## WHAT NEEDS TO BE DONE
Reproduce the passage of the forum thread on in-memory computing starting with "TOPICS: Computers/Internet; Reference" and going on through "to be specific.", keeping every word and mark unchanged.

--- START OF PROVIDED TEXT ---

Free Republic
Browse · Search
General/Chat
Topics · Post Article

Skip to comments.

No, it’s not always quicker to do things in memory (computer)
ITworld ^ | March 25, 2015 | Phil Johnson

Posted on 03/26/2015 8:27:11 PM PDT by Utilizer

It’s a commonly held belief among software developers that avoiding disk access in favor of doing as much work as possible in-memory will results in shorter runtimes. The growth of big data has made time saving techniques such as performing operations in-memory more attractive than ever for programmers. New research, though, challenges the notion that in-memory operations are always faster than disk-access approaches and reinforces the need for developers to better understand system-level software.

These findings were recently presented by researchers from the University of Calgary and the University of British Columbia in a paper titled When In-Memory Computing is Slower than Heavy Disk Usage. They tested this assumption that working in-memory is necessarily faster than doing lots of disk writes using a simple example. Specifically, they compared the efficiency of alternative ways to create a 1MB string and write it to disk. An in-memory version concatenated strings of fixed sizes (first 1 byte then 10 then 1,000 then 1,000,000 bytes) in-memory, then wrote the result to disk (a single write). The disk-only approach wrote the strings directly to disk (e.g., 1,000,000 writes of 1 bytes strings, 100,000 writes of 10 byte strings, etc.).

(Excerpt) Read more at itworld.com ...


TOPICS: Computers/Internet; Reference
KEYWORDS: computers; computing; disks; memory
Navigation: use the links below to view more comments.
first 1-2021-4041-6061-68 next last
Something to think about for the tech/programming lot.
1 posted on 03/26/2015 8:27:11 PM PDT by Utilizer
[ Post Reply | Private Reply | View Replies]

To: Utilizer

I barely know how to turn my computer on, but might a better title to this post be: Can you structure a problem that can be finished faster on disk than in-memory? It pays to be specific.


2 posted on 03/26/2015 8:35:10 PM PDT by Wingy
[ Post Reply | Private Reply | To 1 | View Replies]

To: Utilizer

Given that nearly all operating systems use virtual memory, all bets are off anyway.


3 posted on 03/26/2015 8:35:13 PM PDT by Squawk 8888 (Will steal your comments & post them on Twitter)

--- END OF PROVIDED TEXT ---
--- START OF RECORDED INFORMATION ---

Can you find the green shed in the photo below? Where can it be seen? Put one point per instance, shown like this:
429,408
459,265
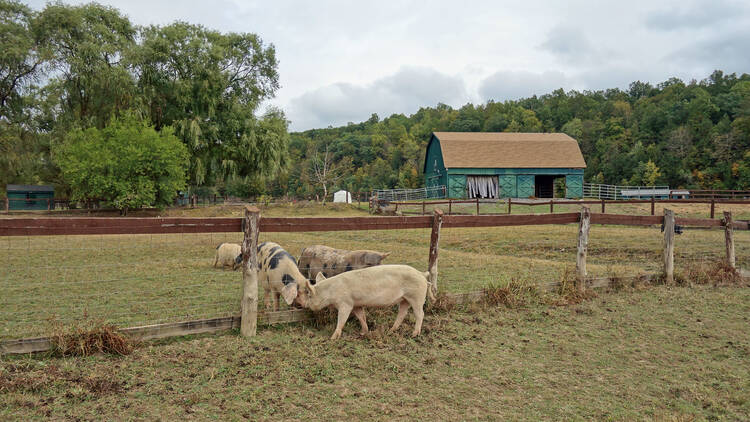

--- END OF RECORDED INFORMATION ---

## EXERCISE ANSWER
TOPICS: Computers/Internet; Reference
KEYWORDS: computers; computing; disks; memory
Navigation: use the links below to view more comments.
first 1-2021-4041-6061-68 next last
Something to think about for the tech/programming lot.
1 posted on 03/26/2015 8:27:11 PM PDT by Utilizer
[ Post Reply | Private Reply | View Replies]

To: Utilizer

I barely know how to turn my computer on, but might a better title to this post be: Can you structure a problem that can be finished faster on disk than in-memory? It pays to be specific.